--- What to produce ---
Pick out each row below that contains the string "shirt", and copy every such row in full. The match is case-sensitive.

--- Listed records ---
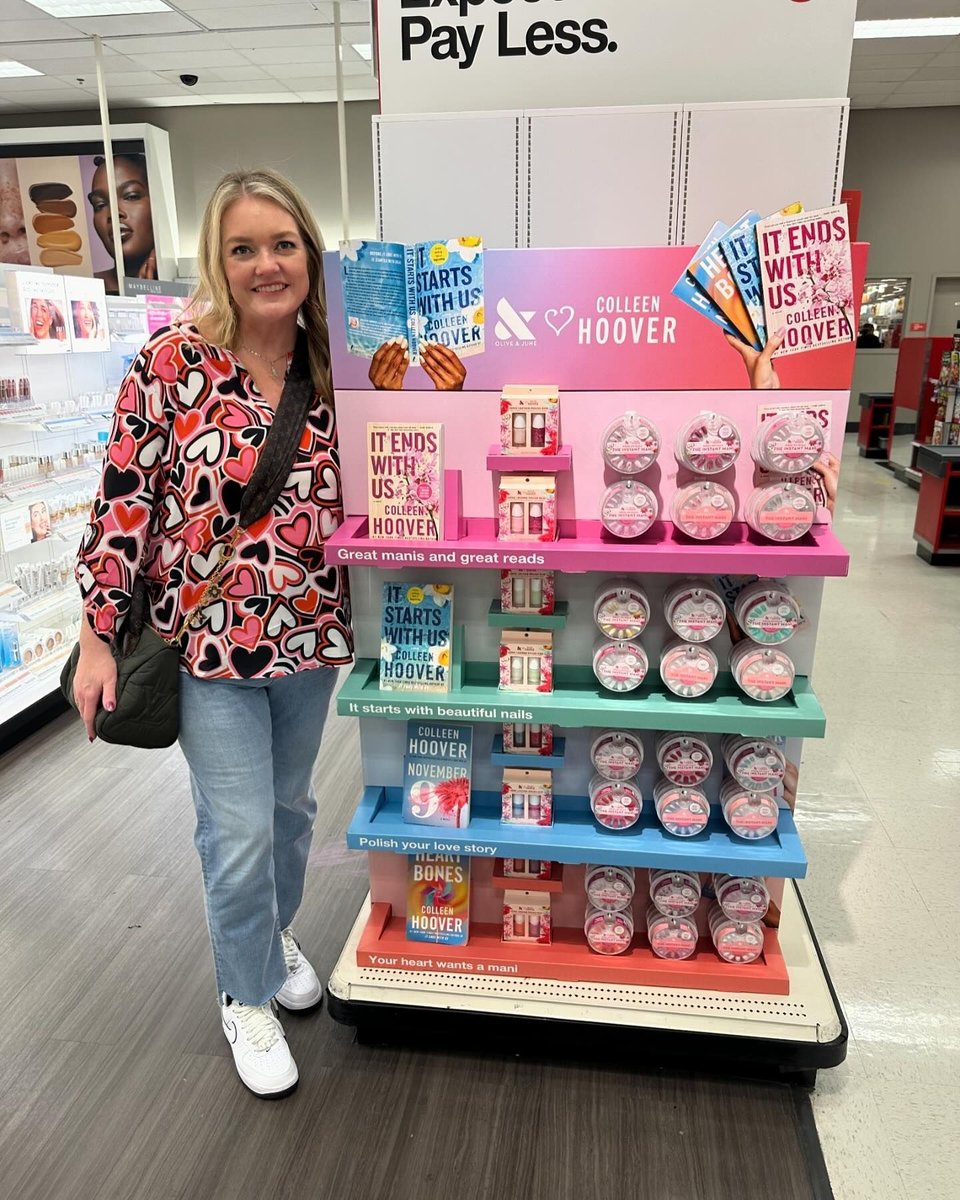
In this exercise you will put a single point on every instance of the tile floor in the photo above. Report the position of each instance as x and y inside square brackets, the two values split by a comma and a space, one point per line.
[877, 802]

--

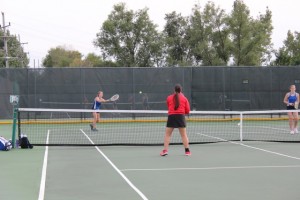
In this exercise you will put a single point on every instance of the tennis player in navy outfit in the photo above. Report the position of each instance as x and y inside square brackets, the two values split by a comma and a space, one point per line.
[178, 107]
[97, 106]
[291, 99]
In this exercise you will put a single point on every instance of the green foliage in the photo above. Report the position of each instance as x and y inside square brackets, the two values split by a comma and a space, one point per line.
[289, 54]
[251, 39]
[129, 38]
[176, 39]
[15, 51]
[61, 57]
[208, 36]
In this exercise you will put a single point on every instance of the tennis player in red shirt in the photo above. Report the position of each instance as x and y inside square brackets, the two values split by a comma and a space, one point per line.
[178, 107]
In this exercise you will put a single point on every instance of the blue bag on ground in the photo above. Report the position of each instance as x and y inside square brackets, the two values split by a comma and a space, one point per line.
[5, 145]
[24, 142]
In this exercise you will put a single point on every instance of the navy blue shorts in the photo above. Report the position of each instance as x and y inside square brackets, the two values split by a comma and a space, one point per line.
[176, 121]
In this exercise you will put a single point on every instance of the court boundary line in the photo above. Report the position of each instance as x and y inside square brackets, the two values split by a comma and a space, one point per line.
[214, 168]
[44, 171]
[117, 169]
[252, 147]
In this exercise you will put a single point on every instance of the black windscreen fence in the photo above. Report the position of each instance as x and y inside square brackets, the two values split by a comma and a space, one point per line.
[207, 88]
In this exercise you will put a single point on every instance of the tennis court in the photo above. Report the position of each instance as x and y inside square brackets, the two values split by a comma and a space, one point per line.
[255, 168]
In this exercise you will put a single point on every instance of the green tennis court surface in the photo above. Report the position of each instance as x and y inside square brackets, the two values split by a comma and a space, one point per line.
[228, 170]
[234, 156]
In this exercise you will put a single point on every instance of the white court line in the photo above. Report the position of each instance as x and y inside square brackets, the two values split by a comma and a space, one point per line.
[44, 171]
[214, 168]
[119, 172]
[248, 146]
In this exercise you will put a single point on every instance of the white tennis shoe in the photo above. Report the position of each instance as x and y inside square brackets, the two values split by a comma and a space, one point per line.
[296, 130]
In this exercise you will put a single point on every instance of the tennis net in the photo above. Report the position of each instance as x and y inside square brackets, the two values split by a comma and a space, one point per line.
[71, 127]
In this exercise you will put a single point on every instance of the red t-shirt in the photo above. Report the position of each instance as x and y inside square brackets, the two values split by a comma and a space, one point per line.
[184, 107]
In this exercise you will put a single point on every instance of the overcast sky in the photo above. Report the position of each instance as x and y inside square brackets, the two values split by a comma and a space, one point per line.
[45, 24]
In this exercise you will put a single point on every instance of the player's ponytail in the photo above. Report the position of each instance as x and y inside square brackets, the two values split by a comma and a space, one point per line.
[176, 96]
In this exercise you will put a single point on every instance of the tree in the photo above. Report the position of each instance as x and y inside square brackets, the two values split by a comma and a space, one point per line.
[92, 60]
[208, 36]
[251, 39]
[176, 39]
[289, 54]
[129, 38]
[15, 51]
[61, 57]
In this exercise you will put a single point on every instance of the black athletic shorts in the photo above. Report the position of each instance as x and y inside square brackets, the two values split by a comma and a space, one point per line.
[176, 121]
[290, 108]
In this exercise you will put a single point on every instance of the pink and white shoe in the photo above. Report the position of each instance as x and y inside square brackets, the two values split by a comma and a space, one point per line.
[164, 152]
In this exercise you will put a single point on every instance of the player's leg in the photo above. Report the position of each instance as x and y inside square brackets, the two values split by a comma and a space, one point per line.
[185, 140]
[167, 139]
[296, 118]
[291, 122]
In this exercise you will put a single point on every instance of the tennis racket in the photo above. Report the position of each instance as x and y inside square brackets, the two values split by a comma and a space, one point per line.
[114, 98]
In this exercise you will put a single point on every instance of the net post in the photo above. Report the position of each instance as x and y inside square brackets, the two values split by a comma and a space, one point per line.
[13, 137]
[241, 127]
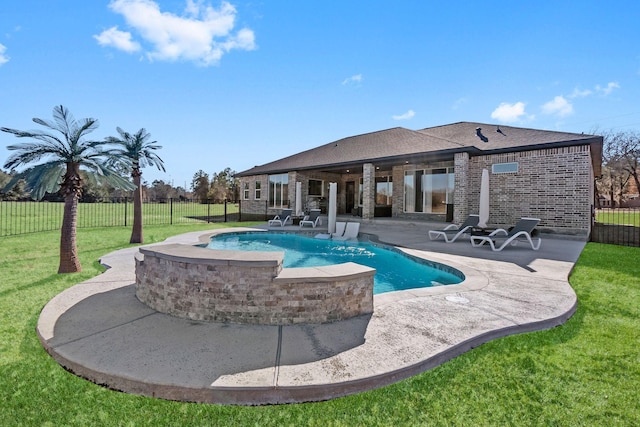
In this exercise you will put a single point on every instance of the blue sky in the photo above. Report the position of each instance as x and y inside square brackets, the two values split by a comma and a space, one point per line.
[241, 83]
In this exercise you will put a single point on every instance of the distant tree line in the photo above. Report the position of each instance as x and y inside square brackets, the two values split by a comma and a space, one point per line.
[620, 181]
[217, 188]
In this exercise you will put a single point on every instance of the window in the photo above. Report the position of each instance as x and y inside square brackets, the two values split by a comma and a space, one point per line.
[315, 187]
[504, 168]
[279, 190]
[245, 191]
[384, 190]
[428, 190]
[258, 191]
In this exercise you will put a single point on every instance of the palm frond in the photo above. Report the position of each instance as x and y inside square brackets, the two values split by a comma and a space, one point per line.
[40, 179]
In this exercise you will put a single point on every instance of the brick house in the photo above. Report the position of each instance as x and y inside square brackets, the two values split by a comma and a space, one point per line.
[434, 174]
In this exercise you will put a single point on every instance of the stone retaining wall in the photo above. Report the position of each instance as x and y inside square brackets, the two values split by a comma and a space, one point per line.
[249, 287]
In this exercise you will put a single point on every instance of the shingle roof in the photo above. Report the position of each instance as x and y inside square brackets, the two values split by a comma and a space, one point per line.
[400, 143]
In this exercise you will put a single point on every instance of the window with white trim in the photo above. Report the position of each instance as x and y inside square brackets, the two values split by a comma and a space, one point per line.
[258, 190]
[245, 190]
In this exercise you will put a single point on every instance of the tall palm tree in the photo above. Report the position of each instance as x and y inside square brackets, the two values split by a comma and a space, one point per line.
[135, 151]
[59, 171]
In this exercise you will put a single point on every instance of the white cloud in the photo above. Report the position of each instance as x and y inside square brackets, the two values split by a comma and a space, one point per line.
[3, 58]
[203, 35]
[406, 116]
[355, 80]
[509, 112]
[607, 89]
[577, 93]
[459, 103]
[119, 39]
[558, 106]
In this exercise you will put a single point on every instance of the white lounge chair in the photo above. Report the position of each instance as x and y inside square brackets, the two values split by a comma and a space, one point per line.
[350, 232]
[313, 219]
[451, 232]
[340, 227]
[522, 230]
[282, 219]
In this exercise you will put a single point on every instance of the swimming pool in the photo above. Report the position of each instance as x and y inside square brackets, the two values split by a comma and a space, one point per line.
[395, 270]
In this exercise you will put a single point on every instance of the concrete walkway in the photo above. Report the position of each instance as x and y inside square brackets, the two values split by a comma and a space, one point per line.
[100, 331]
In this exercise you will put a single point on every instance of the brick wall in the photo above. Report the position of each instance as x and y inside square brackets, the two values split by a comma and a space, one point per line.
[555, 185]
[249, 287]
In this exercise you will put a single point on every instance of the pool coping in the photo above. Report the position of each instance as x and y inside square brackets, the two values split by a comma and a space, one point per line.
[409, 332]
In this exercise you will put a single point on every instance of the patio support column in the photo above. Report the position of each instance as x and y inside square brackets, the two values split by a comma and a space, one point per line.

--- Exercise output ---
In this exercise you will put a single point on every instance of the tennis player in red shirt in the photo above. Report the position of each instance as x and y inside square brackets, the two values split by a comma and a space, one point per line.
In this exercise you will put a single point on every instance of the red t-shirt in the photo above. Report the position of each instance as x and y inside square brackets, the two values split by a comma and a space, one point per line.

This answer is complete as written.